> _Pedido escrito_
Reescreva o trecho do texto sobre os alunos retidos que vai de "João Costa, ordem" até "filhos a participar.", substituindo "filhos" por "educandos".

> _Excerto_
-=-=-=-=-

João Costa, ordem para reprovar…

Artur Mesquita Guimarães, colocou dois processos em Tribunal contra o Ministério de Educação porque os seus filhos, alunos de média de 5 e do Quadro de Honra, foram retidos dois anos devido a um Despacho assinado pelo Secretário de Estado da Educação, João Costa. O despacho, considerado pelos advogados como “ilegal e inconstitucional”, obriga os filhos de Artur a voltarem dois anos lectivos atrás, do 9º para o 7º ano, e do 7º para o 5º ano, argumentado-se no facto dos alunos não terem participado na nova disciplina de Cidadania e Desenvolvimento, da qual os pais, por objecção de Consciência, não autorizaram os filhos a participar. 

O caso foi divulgado pela página Notícias Viriato, um site pretensamente informativo, mas na realidade dedicado à difusão de informação falsa e tendenciosa, ao serviço da agenda política da extrema-direita. Perante os factos truncados, a óbvia parcialidade do escriba e a ausência de contraditório, resisti até agora a escrever sobre o assunto. Mas como parece não estar a despertar o interesse da imprensa, exploro a informação disponível e deixo também a minha posição.

Aparentemente, tudo começou há dois anos atrás, com a introdução da disciplina de Cidadania e Desenvolvimento no ensino básico. O pai dos dois alunos em causa, invocando “objecção de consciência”, proibiu os filhos de frequentar as aulas de CD. Seguiu-se, aparentemente, uma troca de missivas e argumentos com a escola e as autoridades educativas, até que, passados dois anos, o SE João Costa entendeu que os alunos em causa, embora com boas notas a todas as disciplinas, não poderiam transitar de ano por não terem nem frequentado a disciplina nem cumprido o plano de recuperação das aprendizagens elaborado pela escola.

O Notícias Viriato publica o despacho de que foi dado conhecimento ao encarregado de educação, que também aqui republico, para que o leitor interessado consiga eventualmente ir mais longe do que eu na sua interpretação…

despacho.jpg

Com a informação parcial e tendenciosa neste momento disponível, há ainda assim alguns pontos que interessa salientar:

  1. A legislação é clara relativamente aos procedimentos em caso de falta de assiduidade por motivos não justificados – no caso de uma disciplina com um tempo semanal, bastará uma falta injustificada para desencadear o processo – pelo que se estranho, tal como o Luís Braga, que um caso destes não tenha chegado à CPCJ e daí, face à reiterada recusa de colaboração da família, ao Tribunal de Família e Menores;
  2. A objecção de consciência invocada pelo pai não é, à luz da Constituição, um direito universal, mas sim uma prerrogativa que pode ser invocada apenas em casos e nos termos claramente explicados na Constituição e na lei, o que não se aplica, obviamente, à recusa desta ou daquela disciplina do currículo obrigatório – levado à letra, seria como um terraplanista recusar as aulas de Geografia ou um criacionista rejeitar a disciplina de Ciências;
  3. Se é ilegítima a posição do pai, também não me parece defensável a decisão ministerial, tomada ao arrepio de todas as filosofias da inclusão e da escola centrada no superior interesse do aluno que têm sido propagandeadas – todos os anos passam de ano dezenas, talvez centenas de milhares de alunos com classificações negativas e/ou excesso de faltas numa ou mais disciplinas, pelo que não faz sentido que estes alunos em concreto, com bom aproveitamento, estejam a ser “mandados para trás”.

-=-=-=-=-

Dados de anotação por pontos:
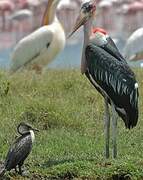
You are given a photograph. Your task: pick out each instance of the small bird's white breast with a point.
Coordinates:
(32, 135)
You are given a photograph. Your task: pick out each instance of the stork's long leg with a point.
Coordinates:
(107, 128)
(114, 130)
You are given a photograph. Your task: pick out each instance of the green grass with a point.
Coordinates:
(69, 113)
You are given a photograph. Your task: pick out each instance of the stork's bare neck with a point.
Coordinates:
(87, 32)
(50, 12)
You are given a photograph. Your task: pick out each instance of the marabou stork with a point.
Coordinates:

-=-=-=-=-

> _Resposta escrita_
João Costa, ordem para reprovar…

Artur Mesquita Guimarães, colocou dois processos em Tribunal contra o Ministério de Educação porque os seus educandos, alunos de média de 5 e do Quadro de Honra, foram retidos dois anos devido a um Despacho assinado pelo Secretário de Estado da Educação, João Costa. O despacho, considerado pelos advogados como “ilegal e inconstitucional”, obriga os educandos de Artur a voltarem dois anos lectivos atrás, do 9º para o 7º ano, e do 7º para o 5º ano, argumentado-se no facto dos alunos não terem participado na nova disciplina de Cidadania e Desenvolvimento, da qual os pais, por objecção de Consciência, não autorizaram os educandos a participar.